* **What you will do**
Give the entries back exactly, dropping each image.

* **Dataset entries**
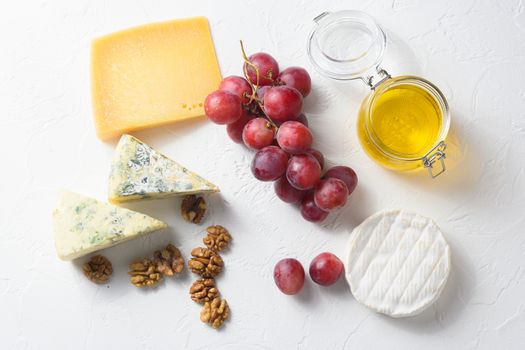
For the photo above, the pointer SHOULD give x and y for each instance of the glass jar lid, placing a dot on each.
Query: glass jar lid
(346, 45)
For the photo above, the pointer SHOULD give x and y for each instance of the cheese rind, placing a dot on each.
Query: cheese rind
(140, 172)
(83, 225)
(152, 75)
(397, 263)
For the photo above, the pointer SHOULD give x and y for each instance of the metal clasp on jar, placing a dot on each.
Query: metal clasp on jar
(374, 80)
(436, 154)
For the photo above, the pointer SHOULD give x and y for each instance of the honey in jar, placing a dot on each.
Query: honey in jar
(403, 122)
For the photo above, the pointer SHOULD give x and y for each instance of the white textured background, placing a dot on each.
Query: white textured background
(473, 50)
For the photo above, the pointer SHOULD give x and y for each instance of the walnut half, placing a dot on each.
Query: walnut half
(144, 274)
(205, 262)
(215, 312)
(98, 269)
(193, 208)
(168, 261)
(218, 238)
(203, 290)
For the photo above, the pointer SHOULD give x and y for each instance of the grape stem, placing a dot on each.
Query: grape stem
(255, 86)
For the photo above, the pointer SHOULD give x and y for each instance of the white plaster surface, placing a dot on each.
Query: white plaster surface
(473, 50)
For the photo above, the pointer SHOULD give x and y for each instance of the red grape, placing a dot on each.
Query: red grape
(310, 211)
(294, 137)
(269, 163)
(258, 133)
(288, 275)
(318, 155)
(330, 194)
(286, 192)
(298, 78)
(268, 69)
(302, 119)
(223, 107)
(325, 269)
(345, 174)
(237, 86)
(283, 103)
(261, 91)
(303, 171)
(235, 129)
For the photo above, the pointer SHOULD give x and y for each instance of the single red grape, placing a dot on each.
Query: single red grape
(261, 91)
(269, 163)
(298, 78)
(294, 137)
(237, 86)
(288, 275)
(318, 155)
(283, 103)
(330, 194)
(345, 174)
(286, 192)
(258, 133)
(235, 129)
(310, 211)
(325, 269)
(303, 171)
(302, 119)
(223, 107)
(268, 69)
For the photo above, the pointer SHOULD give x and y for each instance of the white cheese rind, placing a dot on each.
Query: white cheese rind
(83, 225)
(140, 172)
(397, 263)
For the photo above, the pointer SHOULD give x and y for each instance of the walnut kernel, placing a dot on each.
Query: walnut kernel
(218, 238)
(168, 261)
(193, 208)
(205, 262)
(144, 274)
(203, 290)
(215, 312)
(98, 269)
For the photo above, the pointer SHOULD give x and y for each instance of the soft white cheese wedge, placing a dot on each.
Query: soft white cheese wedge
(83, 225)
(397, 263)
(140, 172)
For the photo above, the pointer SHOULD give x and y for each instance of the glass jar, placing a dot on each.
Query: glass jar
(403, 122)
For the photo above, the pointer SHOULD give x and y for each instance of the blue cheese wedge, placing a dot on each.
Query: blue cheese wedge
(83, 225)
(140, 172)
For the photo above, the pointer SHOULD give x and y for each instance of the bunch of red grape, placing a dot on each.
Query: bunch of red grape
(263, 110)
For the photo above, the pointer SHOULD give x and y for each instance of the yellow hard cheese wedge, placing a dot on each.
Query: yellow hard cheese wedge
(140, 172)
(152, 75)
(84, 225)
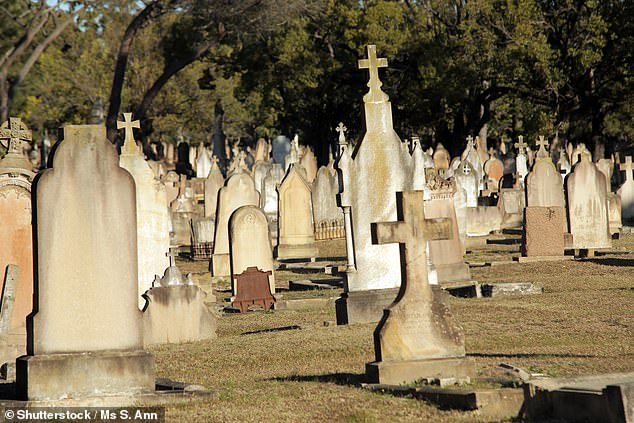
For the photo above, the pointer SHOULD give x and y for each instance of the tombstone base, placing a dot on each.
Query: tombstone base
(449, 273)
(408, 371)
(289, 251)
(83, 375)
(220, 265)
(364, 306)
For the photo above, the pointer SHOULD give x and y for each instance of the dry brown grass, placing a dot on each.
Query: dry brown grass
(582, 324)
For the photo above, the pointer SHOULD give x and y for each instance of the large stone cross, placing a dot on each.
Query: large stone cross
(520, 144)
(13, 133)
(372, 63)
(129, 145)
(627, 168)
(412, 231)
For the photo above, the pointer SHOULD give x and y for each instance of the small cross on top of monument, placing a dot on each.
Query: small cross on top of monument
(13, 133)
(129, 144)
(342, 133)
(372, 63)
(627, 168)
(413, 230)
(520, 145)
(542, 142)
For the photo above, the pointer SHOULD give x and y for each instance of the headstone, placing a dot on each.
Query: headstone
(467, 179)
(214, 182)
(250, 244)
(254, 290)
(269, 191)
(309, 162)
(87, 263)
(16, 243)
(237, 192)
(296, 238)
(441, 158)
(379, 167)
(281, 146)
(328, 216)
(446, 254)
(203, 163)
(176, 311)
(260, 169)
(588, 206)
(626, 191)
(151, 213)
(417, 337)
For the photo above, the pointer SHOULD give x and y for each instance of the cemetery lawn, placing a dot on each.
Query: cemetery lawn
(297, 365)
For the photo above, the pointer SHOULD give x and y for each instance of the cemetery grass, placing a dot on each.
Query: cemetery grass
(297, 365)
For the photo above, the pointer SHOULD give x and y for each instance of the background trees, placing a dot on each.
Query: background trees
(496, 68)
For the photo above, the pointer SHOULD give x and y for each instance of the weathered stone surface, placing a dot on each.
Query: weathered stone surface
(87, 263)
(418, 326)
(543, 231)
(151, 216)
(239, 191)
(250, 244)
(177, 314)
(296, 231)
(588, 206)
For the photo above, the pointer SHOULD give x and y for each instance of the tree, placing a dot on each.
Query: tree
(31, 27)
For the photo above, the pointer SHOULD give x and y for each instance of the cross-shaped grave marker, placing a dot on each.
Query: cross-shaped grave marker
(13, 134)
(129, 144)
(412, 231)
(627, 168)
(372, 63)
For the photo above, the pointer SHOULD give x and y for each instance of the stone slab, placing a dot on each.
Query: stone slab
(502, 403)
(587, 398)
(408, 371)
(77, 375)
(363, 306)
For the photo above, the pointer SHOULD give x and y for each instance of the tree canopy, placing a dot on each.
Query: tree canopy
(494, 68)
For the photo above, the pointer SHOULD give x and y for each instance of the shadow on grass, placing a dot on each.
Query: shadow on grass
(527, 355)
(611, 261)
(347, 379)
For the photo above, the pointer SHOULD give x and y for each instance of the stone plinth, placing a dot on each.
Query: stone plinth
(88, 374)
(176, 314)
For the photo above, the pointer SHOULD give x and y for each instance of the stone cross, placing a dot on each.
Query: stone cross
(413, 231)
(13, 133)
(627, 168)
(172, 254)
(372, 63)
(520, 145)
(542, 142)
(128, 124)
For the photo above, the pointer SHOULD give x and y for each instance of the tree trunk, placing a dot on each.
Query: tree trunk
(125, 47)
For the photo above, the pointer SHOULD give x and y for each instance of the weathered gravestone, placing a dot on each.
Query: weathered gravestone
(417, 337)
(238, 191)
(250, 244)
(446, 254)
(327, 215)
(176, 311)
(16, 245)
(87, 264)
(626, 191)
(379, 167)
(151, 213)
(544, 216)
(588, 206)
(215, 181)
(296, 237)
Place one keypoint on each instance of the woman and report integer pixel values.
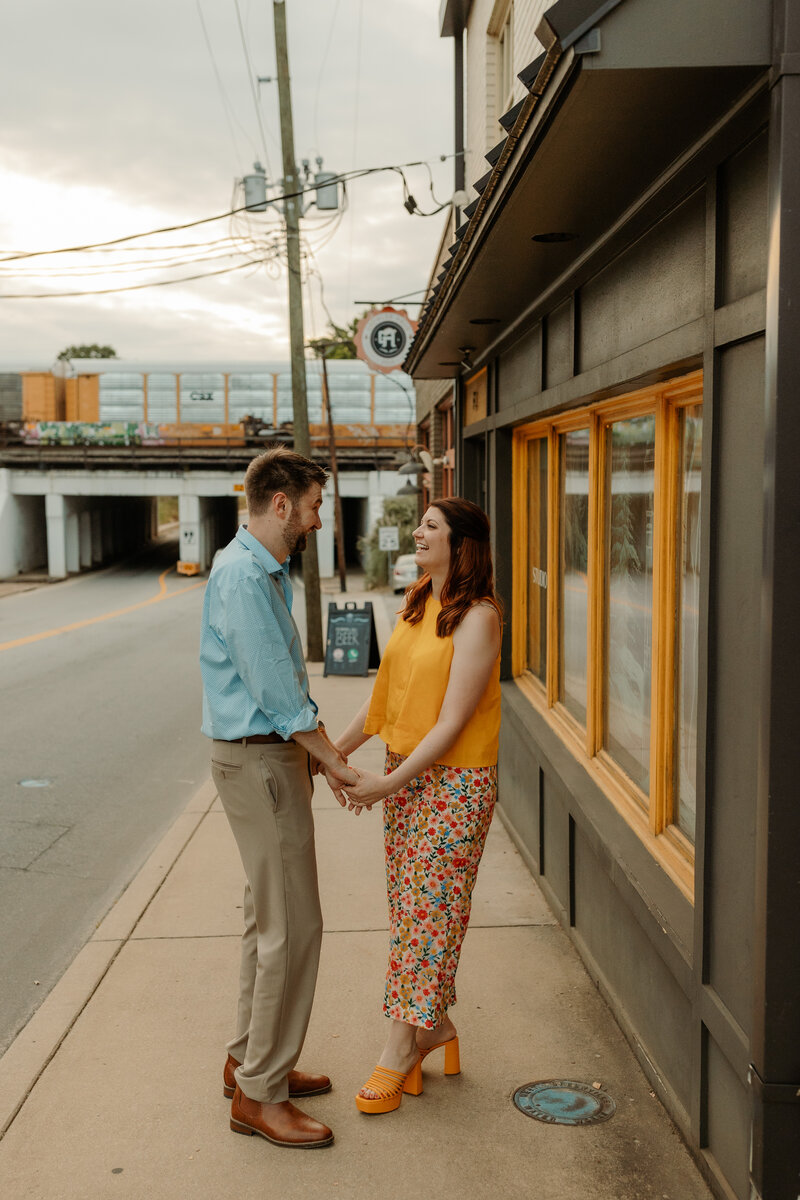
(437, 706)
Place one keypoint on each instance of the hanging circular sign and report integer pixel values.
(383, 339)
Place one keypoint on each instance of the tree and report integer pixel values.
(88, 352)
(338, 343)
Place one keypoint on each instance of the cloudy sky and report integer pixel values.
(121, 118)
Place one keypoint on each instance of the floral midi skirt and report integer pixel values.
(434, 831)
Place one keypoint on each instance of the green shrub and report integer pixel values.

* **Answer**
For the photo above, the pointer SHOULD give x and y for each instance of the glass jar lid, placing a dot on each.
Query: glass jar lid
(346, 45)
For the photo above, the pointer SHOULD give x and y for each instance of the cheese rind, placing a dot on each.
Query: cheese rind
(140, 172)
(83, 225)
(152, 75)
(397, 263)
For the photo above, the pointer SHOULD give x and y for each instance of the metal clasp on jar, placing a dot on each.
Query: metal clasp on jar
(374, 80)
(436, 154)
For the photo above, the pointer SHOULD give x and y for each instance of the honey in jar, placing a dot on each.
Query: honey in jar
(403, 122)
For the photo above, the pointer SHOULD give x and y for each instance of the white textured background, placing a dot on each.
Query: white textured background
(473, 50)
For the photo above, the pointer SHOULD give x and y for each instance of the walnut half, placing a dot on each.
Query: walnut half
(144, 274)
(205, 262)
(215, 312)
(98, 269)
(193, 208)
(168, 261)
(218, 238)
(203, 290)
For the photo above, the pointer SHOULD give x and y for each instance of the grape stem, placing a dot on each.
Query: grape stem
(255, 86)
For the photo above, the pointer SHOULD give x and y for each instance of the white plaster surface, placing a dot on each.
Query: white plaster surface
(473, 50)
For the photo above, the pointer SHOULD give x and y for each instance of the red grape, placing a dot on each.
Query: red grape
(310, 211)
(294, 137)
(269, 163)
(258, 133)
(288, 275)
(318, 155)
(330, 194)
(286, 192)
(298, 78)
(268, 69)
(302, 119)
(223, 107)
(325, 269)
(345, 174)
(237, 86)
(283, 103)
(261, 91)
(303, 171)
(235, 129)
For the photo above, the pointer SHOULD give x and y for each instance of the single red grape, placing a dot on each.
Query: single red grape
(261, 91)
(269, 163)
(298, 78)
(294, 137)
(237, 86)
(288, 275)
(318, 155)
(283, 103)
(330, 194)
(345, 174)
(286, 192)
(258, 133)
(235, 129)
(310, 211)
(325, 269)
(303, 171)
(302, 119)
(223, 107)
(268, 69)
For the photo above, the pointer SHOULD give x and y for each instance of the white cheese rind, placing a dot on each.
Query: white cheese rind
(83, 225)
(140, 172)
(397, 263)
For the photo above, the pointer SHOULD give x and y for each instance of the walnut kernel, placing a dot on each.
Query: walnut kernel
(218, 238)
(168, 261)
(193, 208)
(205, 262)
(144, 274)
(203, 290)
(215, 312)
(98, 269)
For the photo above, the pointer SHOULD give x and y for each instance of the soft white cheese wedge, placing a dot on each.
Query: soft white cheese wedge
(83, 225)
(397, 263)
(140, 172)
For the photo above, the pointer SHOULD give x and y for each instance of the glass jar, placing a dot on each.
Query: glass jar
(403, 122)
For the photo above, the pointer SHOULD give x and y for each instance of the blue cheese wedge, placing a dot on each.
Query: blue cheese wedge
(83, 225)
(140, 172)
For the photo above, the pointer SHOULD give x and y for each instance of the bunch of red grape, placing a dot on each.
Query: bunch of red grape
(263, 110)
For the photo above, the pointer SHOULD give x and y for each instance of the yellow hard cheese wedge, placing a dot on each.
Query: yellow hard cheese wedge
(140, 172)
(152, 75)
(84, 225)
For the photo above, the pointer SHOULD give x and y for each instance of the tombstone base, placing a dot on each.
Query: tombstone base
(449, 273)
(408, 371)
(289, 251)
(83, 375)
(220, 265)
(364, 306)
For the photo above, the pointer SHOULD give x and y for each instance of the dry brown grass, placing a dot on each.
Query: dry brown grass
(582, 324)
For the photo above, the pointer SHOULD give x and y for each instance of the large stone cross, placing a dot on each.
Query: large stone cross
(520, 144)
(13, 133)
(372, 63)
(129, 145)
(627, 168)
(412, 231)
For the photo above, the pointer SHOULD give x and y for each instance of the small cross on top of monument, placing a dot on each.
Query: small cross on top of monument
(13, 133)
(129, 144)
(342, 133)
(372, 63)
(627, 168)
(413, 230)
(520, 145)
(542, 142)
For the photo above, the pointer SHOULD give x and y for each instance of the headstone, placing a dot on each.
Query: headstone
(467, 179)
(214, 182)
(250, 244)
(254, 290)
(269, 191)
(309, 162)
(87, 263)
(16, 243)
(237, 192)
(296, 238)
(441, 158)
(379, 167)
(281, 146)
(328, 216)
(446, 254)
(203, 163)
(176, 311)
(260, 169)
(588, 206)
(626, 191)
(151, 213)
(417, 337)
For the photo above, the pointer SHOULD give x and y for each instance of the cemetery lawn, placing a dot on each.
Query: cemetery lawn
(297, 365)
For the photo above, the pointer SHOULD give x and y for each instance of the cemetery grass, placing a dot on each.
Query: cemetery grass
(297, 365)
For the photo above, the pointer SHOULD give x and y for each instance of the background trees, placing a dot on each.
Query: background trees
(496, 68)
For the photo above, the pointer SHOULD give x and y for each instance of the weathered stone surface, placing a dot on each.
Query: weathered stone surface
(87, 263)
(418, 326)
(543, 231)
(151, 216)
(239, 191)
(250, 244)
(177, 314)
(296, 231)
(588, 206)
For the photo above, the pointer SHOULD give x and y for each instance of the tree, placing a dot on each.
Query: tree
(31, 27)
For the photo above, the pointer SHOULD give x and y for each instance of the cross-shaped grave marker, placing a dot on each.
Query: cross-shaped grave marker
(13, 134)
(129, 144)
(412, 231)
(627, 168)
(372, 63)
For the photo above, the pointer SHOULD give x and y for each instance of the stone slab, placing a dot on each.
Query: stone slab
(502, 403)
(587, 398)
(408, 371)
(77, 375)
(363, 306)
For the photo above, the pointer SHOULD give x and y for each instance of the tree canopy, placing a dot on each.
Query: tree canopy
(494, 68)
For the photo above, the pointer SHOULD give x and y for each instance of the shadow on grass, placing a dot on each.
Query: shadow on grass
(527, 355)
(611, 261)
(347, 379)
For the photo above, the pointer SHOULD give x and y for each instance of the stone plinth, placing a dot on each.
Query: stone plinth
(88, 374)
(176, 314)
For the photo above, the pointer SHOULD give x and y for each instance of the stone cross, placing a dot on each.
Query: stone cross
(413, 231)
(13, 133)
(627, 168)
(172, 254)
(372, 63)
(520, 145)
(542, 142)
(128, 124)
For the photo above, the pointer SHOULD give x and y for each instance of the tree trunk, placing a dot on each.
Query: tree trunk
(125, 47)
For the photo above, the pointer SHOULD give x and y for each instance of the weathered gravestone, placing a dot on each.
Query: weathered gravestone
(417, 337)
(238, 191)
(250, 244)
(446, 254)
(327, 215)
(176, 311)
(16, 245)
(87, 264)
(626, 191)
(379, 167)
(151, 213)
(544, 216)
(588, 206)
(215, 181)
(296, 237)
Place one keypoint on each instance of the woman and report integer pixel values.
(437, 706)
Place one keypoint on each instance of the hanging circular sign and report integer pixel values.
(383, 339)
Place one keypoint on each instance of the tree and report integer pixel values.
(88, 352)
(338, 343)
Place one keypoint on each instance of the cloudy sky and report integer pixel values.
(121, 118)
Place one keypoint on each instance of the floral midi skirt and report integer pixel values.
(434, 831)
Place one keypoint on each instance of the green shrub and report integer pixel values.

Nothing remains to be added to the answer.